Source material: Begin

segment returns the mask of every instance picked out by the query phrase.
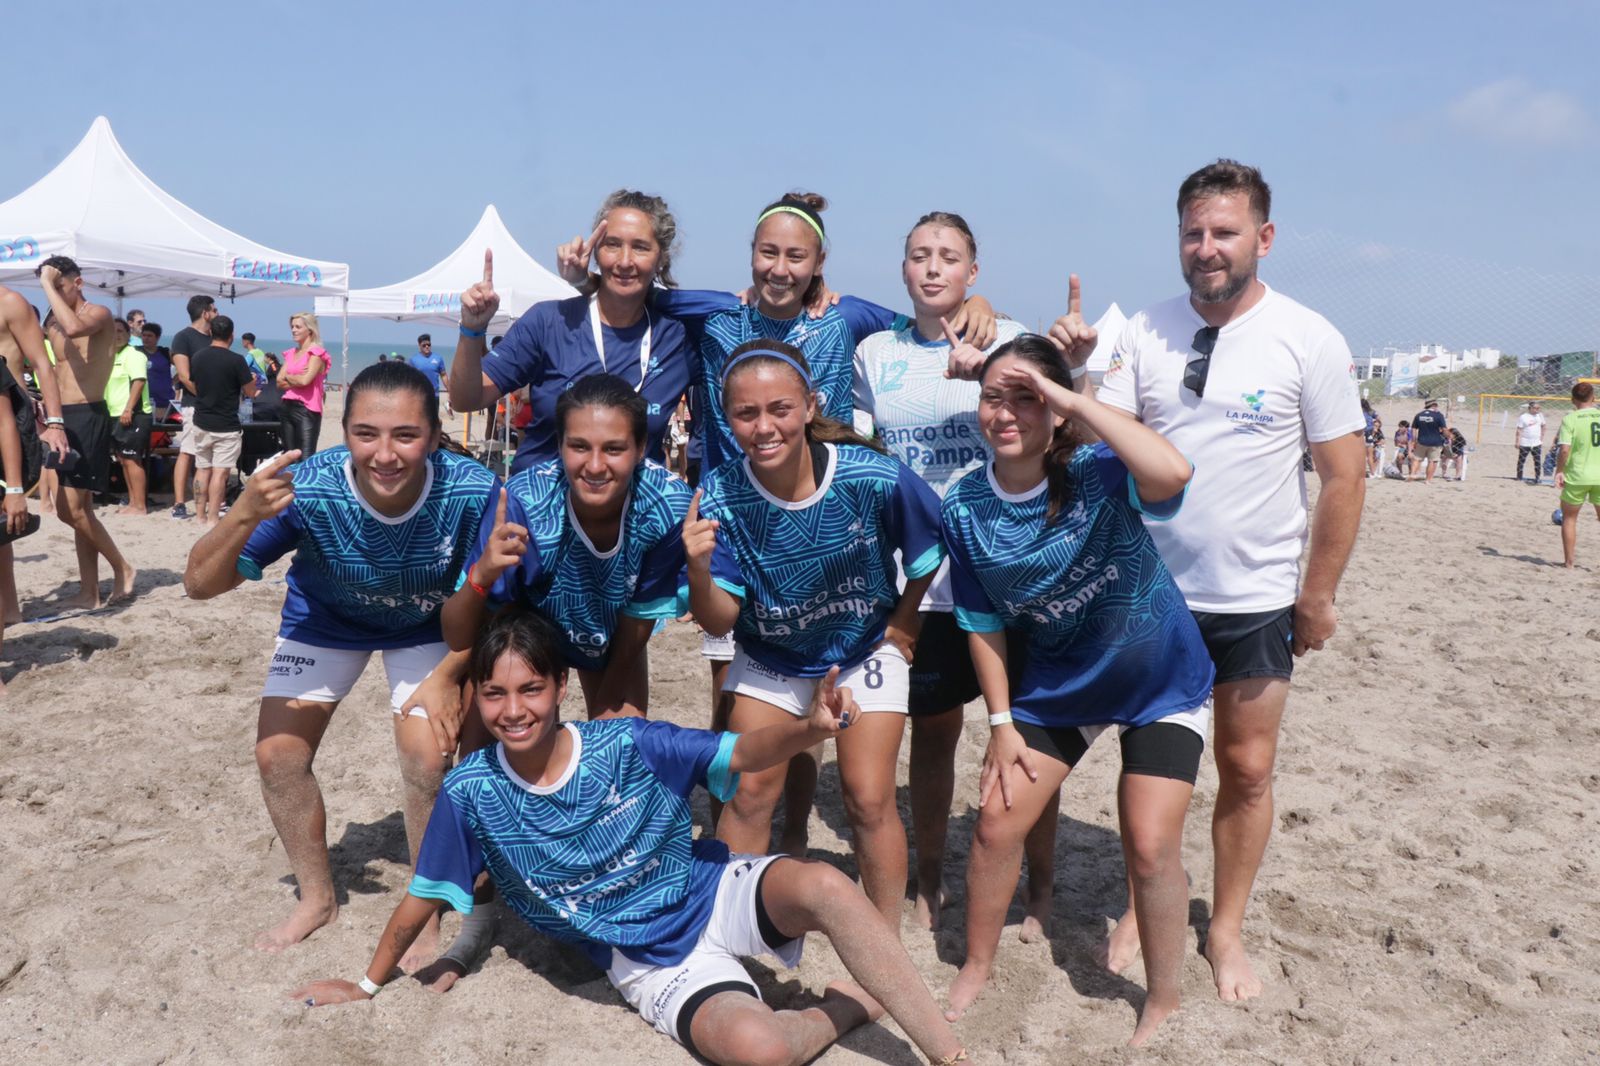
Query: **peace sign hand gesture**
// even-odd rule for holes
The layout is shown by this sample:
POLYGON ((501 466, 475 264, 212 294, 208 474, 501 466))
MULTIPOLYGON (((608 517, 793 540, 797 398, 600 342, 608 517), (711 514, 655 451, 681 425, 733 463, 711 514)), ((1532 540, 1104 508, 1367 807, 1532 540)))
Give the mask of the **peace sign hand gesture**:
POLYGON ((256 467, 228 513, 238 514, 253 526, 282 514, 294 502, 294 472, 288 466, 299 459, 300 450, 296 448, 280 452, 256 467))
POLYGON ((494 291, 494 249, 485 248, 483 280, 461 294, 461 325, 466 329, 487 330, 498 310, 500 294, 494 291))
POLYGON ((983 371, 984 354, 978 348, 956 335, 955 328, 942 315, 939 325, 944 329, 944 339, 950 345, 950 361, 944 369, 947 378, 977 381, 983 371))
POLYGON ((494 529, 489 532, 489 542, 483 554, 472 564, 469 575, 476 585, 485 588, 500 580, 500 575, 522 562, 528 553, 528 530, 515 522, 506 521, 506 490, 500 490, 500 500, 494 505, 494 529))
POLYGON ((1050 343, 1066 357, 1067 366, 1076 370, 1089 361, 1099 339, 1099 332, 1083 320, 1083 290, 1078 284, 1078 275, 1069 275, 1067 313, 1050 327, 1050 343))
POLYGON ((816 691, 811 697, 811 710, 806 715, 806 724, 813 732, 823 736, 832 736, 841 729, 848 729, 850 723, 861 716, 861 708, 856 704, 855 697, 850 695, 848 688, 839 688, 839 668, 828 669, 828 676, 817 682, 816 691))
POLYGON ((589 259, 594 255, 594 250, 600 247, 605 235, 606 220, 602 218, 594 232, 589 234, 588 240, 577 236, 556 246, 556 271, 561 275, 561 280, 579 288, 588 283, 589 259))
POLYGON ((711 552, 717 546, 717 526, 714 518, 700 517, 700 490, 695 489, 689 501, 689 513, 683 519, 683 554, 689 569, 698 573, 711 570, 711 552))

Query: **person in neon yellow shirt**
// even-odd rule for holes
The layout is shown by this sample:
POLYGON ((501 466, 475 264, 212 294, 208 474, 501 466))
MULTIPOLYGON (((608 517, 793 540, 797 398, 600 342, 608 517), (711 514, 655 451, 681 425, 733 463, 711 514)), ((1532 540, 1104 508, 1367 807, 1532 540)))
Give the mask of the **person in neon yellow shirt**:
POLYGON ((146 514, 144 461, 150 454, 150 390, 145 387, 150 359, 128 343, 128 323, 116 319, 116 356, 106 381, 106 410, 116 419, 111 425, 111 452, 122 466, 128 486, 127 506, 118 514, 146 514))
POLYGON ((1572 386, 1572 406, 1556 433, 1561 554, 1568 570, 1578 551, 1578 513, 1592 503, 1600 517, 1600 407, 1594 405, 1594 386, 1587 381, 1572 386))

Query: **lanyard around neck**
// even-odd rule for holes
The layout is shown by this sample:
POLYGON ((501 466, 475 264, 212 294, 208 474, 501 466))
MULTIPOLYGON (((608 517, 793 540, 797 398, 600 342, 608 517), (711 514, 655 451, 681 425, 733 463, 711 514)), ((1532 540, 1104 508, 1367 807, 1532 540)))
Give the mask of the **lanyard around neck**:
MULTIPOLYGON (((606 339, 605 333, 600 328, 600 297, 589 297, 589 328, 594 331, 594 350, 600 356, 600 369, 611 373, 606 366, 606 339)), ((644 388, 644 375, 650 368, 650 334, 654 324, 650 321, 650 308, 644 309, 644 336, 639 340, 639 383, 633 387, 635 392, 644 388)))

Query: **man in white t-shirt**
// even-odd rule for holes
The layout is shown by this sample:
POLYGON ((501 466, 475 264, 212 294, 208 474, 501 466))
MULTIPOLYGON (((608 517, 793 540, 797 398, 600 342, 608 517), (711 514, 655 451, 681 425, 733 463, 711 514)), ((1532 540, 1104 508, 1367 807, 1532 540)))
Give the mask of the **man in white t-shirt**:
MULTIPOLYGON (((1278 726, 1293 656, 1320 650, 1337 625, 1334 590, 1366 493, 1366 423, 1344 338, 1256 277, 1272 247, 1270 208, 1254 167, 1219 160, 1184 181, 1178 257, 1189 293, 1128 322, 1099 393, 1195 466, 1178 517, 1149 529, 1217 669, 1216 876, 1205 954, 1225 1000, 1261 992, 1243 925, 1272 832, 1278 726), (1307 444, 1322 488, 1302 574, 1307 444)), ((1120 969, 1137 948, 1130 912, 1105 962, 1120 969)))
POLYGON ((1517 480, 1522 480, 1522 464, 1533 456, 1530 485, 1539 483, 1539 454, 1544 451, 1544 412, 1538 400, 1529 400, 1528 409, 1517 417, 1517 480))

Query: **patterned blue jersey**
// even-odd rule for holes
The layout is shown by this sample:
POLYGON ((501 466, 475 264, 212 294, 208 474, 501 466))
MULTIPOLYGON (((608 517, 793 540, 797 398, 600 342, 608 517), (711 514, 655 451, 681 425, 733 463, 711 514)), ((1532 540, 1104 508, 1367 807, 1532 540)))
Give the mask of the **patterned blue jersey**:
POLYGON ((1211 658, 1141 515, 1168 519, 1182 495, 1141 504, 1104 444, 1067 467, 1072 502, 1045 526, 1044 483, 1020 495, 974 470, 944 501, 956 621, 1015 629, 1028 659, 1011 710, 1042 726, 1145 725, 1198 707, 1211 658))
POLYGON ((787 341, 805 353, 811 367, 812 386, 820 394, 817 410, 846 425, 855 408, 856 345, 878 332, 906 320, 877 304, 842 297, 821 318, 802 312, 794 318, 768 318, 754 307, 741 305, 731 295, 665 290, 655 294, 655 304, 676 315, 698 335, 700 358, 695 367, 695 415, 704 451, 701 469, 712 470, 741 454, 722 412, 722 369, 728 353, 745 341, 787 341), (718 299, 717 297, 720 297, 718 299), (720 310, 711 310, 718 307, 720 310))
POLYGON ((357 491, 344 446, 289 467, 294 502, 256 527, 239 553, 252 581, 290 551, 278 635, 321 648, 405 648, 443 639, 439 609, 499 484, 487 468, 437 451, 416 506, 398 518, 357 491))
POLYGON ((523 780, 499 744, 445 775, 408 891, 466 914, 487 870, 529 925, 602 969, 613 948, 653 966, 682 961, 728 862, 726 844, 694 839, 689 794, 733 798, 738 735, 642 718, 563 728, 572 759, 553 785, 523 780))
MULTIPOLYGON (((569 666, 599 670, 606 664, 617 615, 676 618, 688 609, 683 580, 683 519, 693 495, 665 467, 640 463, 623 504, 622 530, 609 551, 597 551, 572 513, 567 475, 552 459, 511 475, 506 520, 528 530, 522 562, 489 589, 493 606, 536 607, 566 634, 569 666)), ((494 531, 491 494, 467 560, 478 561, 494 531)), ((466 579, 462 571, 462 580, 466 579)))
POLYGON ((779 500, 727 463, 700 482, 700 517, 714 518, 711 577, 739 597, 733 635, 750 658, 790 677, 854 666, 883 641, 899 601, 895 557, 908 578, 944 560, 939 497, 904 463, 859 444, 829 444, 806 500, 779 500))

Source material: End

What the exercise asks: The listing above, line by line: print it exactly, but not its pictures.

Exercise output:
segment returns the mask of every instance picked out by the query phrase.
Query: **peace sign hand gesture**
// even-odd rule for holes
The layout is shown by this sample:
POLYGON ((501 466, 475 264, 212 294, 208 474, 501 466))
MULTIPOLYGON (((608 517, 793 540, 797 398, 600 342, 608 517), (711 514, 655 451, 681 425, 733 463, 711 514)), ((1532 540, 1104 508, 1367 807, 1532 540)))
Give the mask of the **peace sign hand gesture**:
POLYGON ((256 467, 228 513, 238 514, 253 526, 282 514, 294 502, 294 472, 288 466, 299 459, 300 450, 296 448, 280 452, 256 467))
POLYGON ((494 291, 494 249, 485 248, 483 280, 461 294, 461 325, 466 329, 487 330, 498 310, 500 294, 494 291))
POLYGON ((983 371, 984 354, 978 348, 956 335, 955 328, 942 315, 939 325, 944 329, 944 339, 950 345, 950 361, 944 369, 947 378, 977 381, 983 371))
POLYGON ((494 529, 489 532, 489 542, 483 554, 472 564, 469 575, 476 585, 485 588, 500 580, 500 575, 522 562, 528 553, 528 530, 515 522, 506 521, 506 490, 500 490, 500 500, 494 505, 494 529))
POLYGON ((1050 343, 1066 357, 1067 366, 1076 370, 1089 361, 1099 339, 1099 332, 1083 320, 1083 290, 1078 284, 1078 275, 1069 275, 1067 313, 1050 327, 1050 343))
POLYGON ((816 691, 811 697, 811 710, 806 715, 806 724, 813 732, 823 736, 832 736, 841 729, 848 729, 850 723, 861 716, 861 708, 856 704, 855 697, 850 695, 848 688, 839 688, 839 668, 828 669, 828 676, 817 682, 816 691))
POLYGON ((589 259, 594 255, 594 250, 600 247, 605 235, 606 220, 602 218, 594 232, 589 234, 588 240, 577 236, 556 246, 556 271, 561 275, 561 280, 579 288, 588 283, 589 259))
POLYGON ((711 552, 717 546, 717 526, 714 518, 700 517, 700 490, 695 489, 689 501, 689 513, 683 519, 683 554, 689 569, 698 573, 711 570, 711 552))

Query: **person in neon yellow shirt**
// even-odd rule for holes
The layout is shown by this sample:
POLYGON ((501 466, 475 264, 212 294, 208 474, 501 466))
MULTIPOLYGON (((608 517, 793 540, 797 398, 600 342, 608 517), (711 514, 655 451, 681 425, 733 463, 711 514)), ((1532 540, 1104 508, 1367 807, 1532 540)))
Give the mask of the **person in neon yellow shirt**:
POLYGON ((146 514, 144 461, 150 454, 150 390, 145 387, 150 359, 128 343, 128 323, 116 319, 116 356, 106 381, 106 410, 116 419, 111 425, 111 452, 122 466, 128 486, 127 506, 118 514, 146 514))
POLYGON ((1572 386, 1572 406, 1556 433, 1561 554, 1568 570, 1578 551, 1578 513, 1592 503, 1600 517, 1600 407, 1594 405, 1594 386, 1587 381, 1572 386))

Query: **lanyard around neck**
// even-odd rule for holes
The layout is shown by this sample:
POLYGON ((501 466, 475 264, 212 294, 208 474, 501 466))
MULTIPOLYGON (((608 517, 793 540, 797 398, 600 342, 608 517), (711 514, 655 451, 681 425, 733 463, 711 514)), ((1532 540, 1104 508, 1367 807, 1532 540)))
Give the mask of the **lanyard around neck**:
MULTIPOLYGON (((606 339, 605 333, 600 328, 600 297, 589 297, 589 328, 594 331, 594 350, 600 356, 600 369, 611 373, 606 366, 606 339)), ((644 388, 644 375, 650 368, 650 334, 654 324, 650 321, 650 308, 644 309, 644 336, 639 340, 639 383, 633 387, 635 392, 644 388)))

Query: **man in white t-shirt**
// even-odd rule for holes
The layout is shown by this sample:
POLYGON ((501 466, 475 264, 212 294, 208 474, 501 466))
MULTIPOLYGON (((608 517, 793 540, 797 398, 600 342, 608 517), (711 514, 655 451, 681 425, 733 463, 711 514)), ((1532 540, 1104 508, 1367 807, 1532 540)))
Give the mask of the **man in white t-shirt**:
MULTIPOLYGON (((1278 726, 1293 656, 1320 650, 1337 625, 1334 590, 1366 493, 1366 423, 1344 338, 1256 277, 1272 247, 1270 208, 1254 167, 1219 160, 1184 181, 1178 257, 1189 293, 1128 322, 1099 393, 1195 466, 1178 517, 1149 529, 1217 669, 1216 876, 1205 954, 1225 1000, 1261 992, 1243 925, 1272 832, 1278 726), (1307 444, 1322 488, 1302 574, 1307 444)), ((1120 969, 1137 948, 1130 912, 1105 962, 1120 969)))
POLYGON ((1517 480, 1522 480, 1522 464, 1533 456, 1530 485, 1539 483, 1539 454, 1544 451, 1544 412, 1538 400, 1529 400, 1528 409, 1517 417, 1517 480))

Query: **patterned blue jersey**
// even-odd rule for holes
The layout is shown by this sample:
POLYGON ((501 466, 475 264, 212 294, 208 474, 501 466))
MULTIPOLYGON (((608 517, 793 540, 797 398, 600 342, 608 517), (711 514, 655 451, 681 425, 733 463, 711 514)), ((1532 540, 1104 508, 1367 807, 1532 540)))
Give the mask of the **patterned blue jersey**:
POLYGON ((1211 658, 1141 515, 1168 519, 1182 495, 1141 504, 1104 444, 1067 467, 1072 502, 1045 526, 1044 483, 1020 495, 974 470, 944 501, 956 621, 1015 629, 1028 659, 1011 710, 1042 726, 1145 725, 1198 707, 1211 658))
POLYGON ((787 341, 805 353, 811 367, 812 386, 820 394, 817 410, 846 425, 855 408, 856 345, 878 332, 906 320, 877 304, 842 297, 821 318, 802 312, 794 318, 768 318, 754 307, 741 305, 731 295, 665 290, 655 294, 655 304, 676 315, 698 335, 700 358, 695 367, 695 415, 704 451, 701 469, 712 470, 741 454, 722 412, 722 369, 728 353, 745 341, 787 341), (718 299, 717 297, 720 297, 718 299), (720 310, 711 310, 718 307, 720 310))
POLYGON ((357 491, 344 446, 289 467, 294 502, 256 527, 239 553, 252 581, 290 551, 278 635, 321 648, 405 648, 443 639, 439 609, 499 484, 487 468, 437 451, 416 506, 398 518, 357 491))
POLYGON ((523 780, 499 744, 445 775, 408 891, 466 914, 487 870, 529 925, 602 969, 613 948, 653 966, 682 961, 728 862, 726 844, 694 839, 689 794, 733 798, 738 735, 642 718, 563 728, 572 759, 553 785, 523 780))
MULTIPOLYGON (((569 666, 599 670, 606 664, 617 615, 676 618, 688 609, 683 580, 683 519, 693 495, 665 467, 640 463, 623 504, 622 530, 609 551, 597 551, 572 513, 567 475, 552 459, 511 475, 506 520, 528 530, 522 562, 489 589, 493 606, 536 607, 566 634, 569 666)), ((494 531, 491 494, 467 560, 478 561, 494 531)), ((466 579, 462 571, 462 580, 466 579)))
POLYGON ((779 500, 727 463, 700 482, 700 517, 714 518, 711 577, 739 597, 733 635, 750 658, 790 677, 854 666, 883 641, 899 601, 895 557, 908 578, 944 560, 939 497, 904 463, 859 444, 829 444, 806 500, 779 500))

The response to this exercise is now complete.